Please give the listing again, word for word, with nothing left out.

Part of a data file
++++++

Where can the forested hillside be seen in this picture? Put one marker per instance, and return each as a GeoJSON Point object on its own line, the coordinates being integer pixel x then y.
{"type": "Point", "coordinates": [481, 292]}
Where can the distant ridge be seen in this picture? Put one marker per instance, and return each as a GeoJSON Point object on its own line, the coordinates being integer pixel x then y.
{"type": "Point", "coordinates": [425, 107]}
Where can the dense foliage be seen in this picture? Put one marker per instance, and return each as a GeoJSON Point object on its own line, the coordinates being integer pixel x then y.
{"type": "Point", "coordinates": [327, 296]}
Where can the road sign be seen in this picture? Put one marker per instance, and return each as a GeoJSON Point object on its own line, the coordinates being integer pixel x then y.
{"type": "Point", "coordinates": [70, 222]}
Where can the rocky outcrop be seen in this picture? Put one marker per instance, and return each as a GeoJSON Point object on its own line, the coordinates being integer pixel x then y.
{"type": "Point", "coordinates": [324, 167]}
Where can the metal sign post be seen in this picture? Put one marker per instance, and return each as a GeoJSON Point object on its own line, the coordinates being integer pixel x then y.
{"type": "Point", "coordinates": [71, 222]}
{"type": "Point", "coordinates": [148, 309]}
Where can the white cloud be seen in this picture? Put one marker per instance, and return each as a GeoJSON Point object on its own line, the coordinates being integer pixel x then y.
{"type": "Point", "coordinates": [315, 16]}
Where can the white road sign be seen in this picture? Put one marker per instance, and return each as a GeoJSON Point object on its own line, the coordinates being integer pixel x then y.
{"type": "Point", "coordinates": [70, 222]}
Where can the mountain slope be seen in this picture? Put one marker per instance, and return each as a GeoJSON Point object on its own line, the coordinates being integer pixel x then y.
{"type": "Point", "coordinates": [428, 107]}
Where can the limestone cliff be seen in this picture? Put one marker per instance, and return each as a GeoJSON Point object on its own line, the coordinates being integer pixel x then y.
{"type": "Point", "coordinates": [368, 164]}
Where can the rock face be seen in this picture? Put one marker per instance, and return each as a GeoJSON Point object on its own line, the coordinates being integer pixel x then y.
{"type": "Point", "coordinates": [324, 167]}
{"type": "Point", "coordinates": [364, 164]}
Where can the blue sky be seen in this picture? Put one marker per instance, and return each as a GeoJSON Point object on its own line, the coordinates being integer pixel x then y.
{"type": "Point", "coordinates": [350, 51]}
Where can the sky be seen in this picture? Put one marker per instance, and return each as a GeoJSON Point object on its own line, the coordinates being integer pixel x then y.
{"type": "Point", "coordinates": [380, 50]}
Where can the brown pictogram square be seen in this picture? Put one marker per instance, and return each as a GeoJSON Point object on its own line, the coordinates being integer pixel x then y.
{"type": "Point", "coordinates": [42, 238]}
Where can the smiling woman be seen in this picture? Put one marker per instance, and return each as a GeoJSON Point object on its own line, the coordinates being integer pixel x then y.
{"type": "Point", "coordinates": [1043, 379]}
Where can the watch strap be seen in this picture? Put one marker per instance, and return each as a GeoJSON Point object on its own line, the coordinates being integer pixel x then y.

++++++

**Finished exercise:**
Where can the forested hillside be seen in this picture? Put one marker per instance, and return each as a GeoJSON Point object on its own line, the coordinates being integer pixel x then y.
{"type": "Point", "coordinates": [481, 292]}
Where can the distant ridge be seen in this picture? Put one marker per instance, and return each as a GeoJSON Point object on its own line, the coordinates being integer pixel x then y.
{"type": "Point", "coordinates": [425, 107]}
Where can the dense foliage be seen in this picture? Put one marker per instance, and return each as a GeoJSON Point object on its own line, the coordinates being integer pixel x then y.
{"type": "Point", "coordinates": [327, 296]}
Where can the road sign be seen in this picture? Put one marker per instance, and return each as a GeoJSON Point object on its own line, the coordinates being integer pixel x then y.
{"type": "Point", "coordinates": [70, 222]}
Where can the rocky outcrop be seen in this picture? Put one marker per instance, and return each as a GeoJSON Point object on its own line, the coordinates being integer pixel x then y.
{"type": "Point", "coordinates": [324, 167]}
Where can the metal sign post be seen in this picture? Put one marker per instance, and return each as a GeoJSON Point object on its own line, the coordinates being integer pixel x then y.
{"type": "Point", "coordinates": [71, 222]}
{"type": "Point", "coordinates": [148, 309]}
Where can the white cloud be seen in this picture? Put one marker per instance, and return each as a GeoJSON Point object on its own line, the coordinates being integer pixel x then y.
{"type": "Point", "coordinates": [315, 16]}
Where can the white road sign be seen in this picture? Put one marker per instance, and return each as a GeoJSON Point object on its own line, the coordinates being integer pixel x then y.
{"type": "Point", "coordinates": [70, 222]}
Where can the mountain slope be seen in this picture? Put one marker per instance, and return each as a GeoJSON Point object on its own line, the coordinates being integer pixel x then y.
{"type": "Point", "coordinates": [428, 107]}
Where can the limestone cliff be seen in this picture? Put one marker per instance, and return each as a GeoJSON Point object on its own line, the coordinates being integer pixel x then y.
{"type": "Point", "coordinates": [368, 164]}
Where can the rock face be seen in this picture? Put one marker per instance, and return each as a GeoJSON Point object on its own line, the coordinates being integer pixel x then y.
{"type": "Point", "coordinates": [324, 167]}
{"type": "Point", "coordinates": [364, 164]}
Where can the blue sky be seen in this picture? Put one marker per instance, and return each as a GeoJSON Point object on its own line, the coordinates being integer pixel x then y.
{"type": "Point", "coordinates": [350, 51]}
Where can the sky be seen in this picture? Put one marker per instance, and return each as a GeoJSON Point object on its own line, the coordinates being integer pixel x then y.
{"type": "Point", "coordinates": [380, 50]}
Where can the brown pictogram square be seen in this picture? Put one marker per instance, and return each as a GeoJSON Point object on its own line, the coordinates being integer pixel x then y.
{"type": "Point", "coordinates": [42, 238]}
Where can the smiling woman be seen in this picture? Put one marker per instance, and return each as a GeoJSON Point object on its own line, the coordinates being integer pixel x then y.
{"type": "Point", "coordinates": [1043, 379]}
Where can the watch strap be seen in this picture? Put one marker per instance, and return each as a GeoJSON Point object on its own line, the coordinates being integer pixel x then y.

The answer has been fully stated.